■ Provided passage:
****************************************

In [1]:
import requests
from datetime import datetime, timedelta

# Help me plot the data so i can see trends

import matplotlib.pyplot as plt
import numpy as np

import json

import calendar
import os

os.chdir('..')


In [2]:

# Define the endpoint
url_trips = "https://opendata.emel.pt/cycling/gira/statistics/trips"
url_usage = "https://opendata.emel.pt/cycling/gira/statistics/usage"

# Create the outputs folder if it doesn't exist
if not os.path.exists('outputs'):
    os.makedirs('outputs')
    
if not os.path.exists('data'):
    os.makedirs('data')
    os.makedirs('data/trips/')
    os.makedirs('data/usage/')

In [67]:
# Define the start and end years
start_year = 2016
current_year = datetime.now().year


In [3]:
# Loop over the years
for year in range(start_year, current_year + 1):  # Ensure we don't request future years
    # Define the dateFrom and dateTo parameters
    dateFrom = f"01-01-{year}"

****************************************

■ Data:
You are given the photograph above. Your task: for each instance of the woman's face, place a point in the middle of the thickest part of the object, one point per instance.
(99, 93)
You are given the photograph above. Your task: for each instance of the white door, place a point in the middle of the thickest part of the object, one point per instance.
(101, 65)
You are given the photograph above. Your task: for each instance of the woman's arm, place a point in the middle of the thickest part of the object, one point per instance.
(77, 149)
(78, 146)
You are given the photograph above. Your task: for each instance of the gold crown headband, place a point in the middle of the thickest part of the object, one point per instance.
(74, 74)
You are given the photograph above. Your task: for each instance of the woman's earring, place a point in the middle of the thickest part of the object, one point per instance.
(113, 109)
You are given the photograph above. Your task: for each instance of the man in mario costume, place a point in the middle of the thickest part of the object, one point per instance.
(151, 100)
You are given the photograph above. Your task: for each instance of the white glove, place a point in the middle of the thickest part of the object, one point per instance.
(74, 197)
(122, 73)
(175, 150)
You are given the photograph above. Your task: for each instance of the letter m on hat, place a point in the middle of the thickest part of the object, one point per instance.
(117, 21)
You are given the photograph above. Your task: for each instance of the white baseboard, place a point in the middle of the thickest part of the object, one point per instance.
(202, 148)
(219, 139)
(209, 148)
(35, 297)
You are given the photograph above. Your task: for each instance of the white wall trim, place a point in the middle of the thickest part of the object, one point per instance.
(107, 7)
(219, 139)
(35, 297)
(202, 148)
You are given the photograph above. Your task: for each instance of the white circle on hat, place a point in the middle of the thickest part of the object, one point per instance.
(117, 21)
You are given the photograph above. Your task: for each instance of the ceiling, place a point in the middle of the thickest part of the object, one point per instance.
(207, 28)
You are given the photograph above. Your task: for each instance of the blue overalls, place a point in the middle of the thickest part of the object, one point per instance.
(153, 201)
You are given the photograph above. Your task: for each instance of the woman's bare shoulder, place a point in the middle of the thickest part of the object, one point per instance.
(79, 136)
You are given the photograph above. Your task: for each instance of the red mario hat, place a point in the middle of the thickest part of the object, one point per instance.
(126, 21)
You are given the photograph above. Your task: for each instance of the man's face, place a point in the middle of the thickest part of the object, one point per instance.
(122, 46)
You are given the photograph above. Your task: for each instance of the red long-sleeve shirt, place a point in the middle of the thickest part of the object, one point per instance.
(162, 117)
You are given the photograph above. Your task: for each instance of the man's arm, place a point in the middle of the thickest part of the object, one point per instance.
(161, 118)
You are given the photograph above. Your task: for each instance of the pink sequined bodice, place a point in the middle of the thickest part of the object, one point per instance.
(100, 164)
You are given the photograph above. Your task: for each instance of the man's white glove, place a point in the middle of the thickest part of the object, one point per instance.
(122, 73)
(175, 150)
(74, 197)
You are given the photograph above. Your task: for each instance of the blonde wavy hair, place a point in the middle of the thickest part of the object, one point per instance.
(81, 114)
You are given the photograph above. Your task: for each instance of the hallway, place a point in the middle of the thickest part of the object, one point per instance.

****************************************

■ Written task 1:
Answer the following from the notebook excerpt:
(a) What value is assigned to start_year?
(b) What URL is assigned to url_usage?
(c) Which two subfolders are created inside the data folder when it does not exist?
■ Written task 2: Write out the portion of the notebook excerpt starting at "# Define the endpoint" and ending at "os.makedirs('data/trips/')", reproducing it character for character.

■ Right answer 1:
(a) 2016
(b) https://opendata.emel.pt/cycling/gira/statistics/usage
(c) data/trips/ and data/usage/

■ Right answer 2:
# Define the endpoint
url_trips = "https://opendata.emel.pt/cycling/gira/statistics/trips"
url_usage = "https://opendata.emel.pt/cycling/gira/statistics/usage"

# Create the outputs folder if it doesn't exist
if not os.path.exists('outputs'):
    os.makedirs('outputs')
    
if not os.path.exists('data'):
    os.makedirs('data')
    os.makedirs('data/trips/')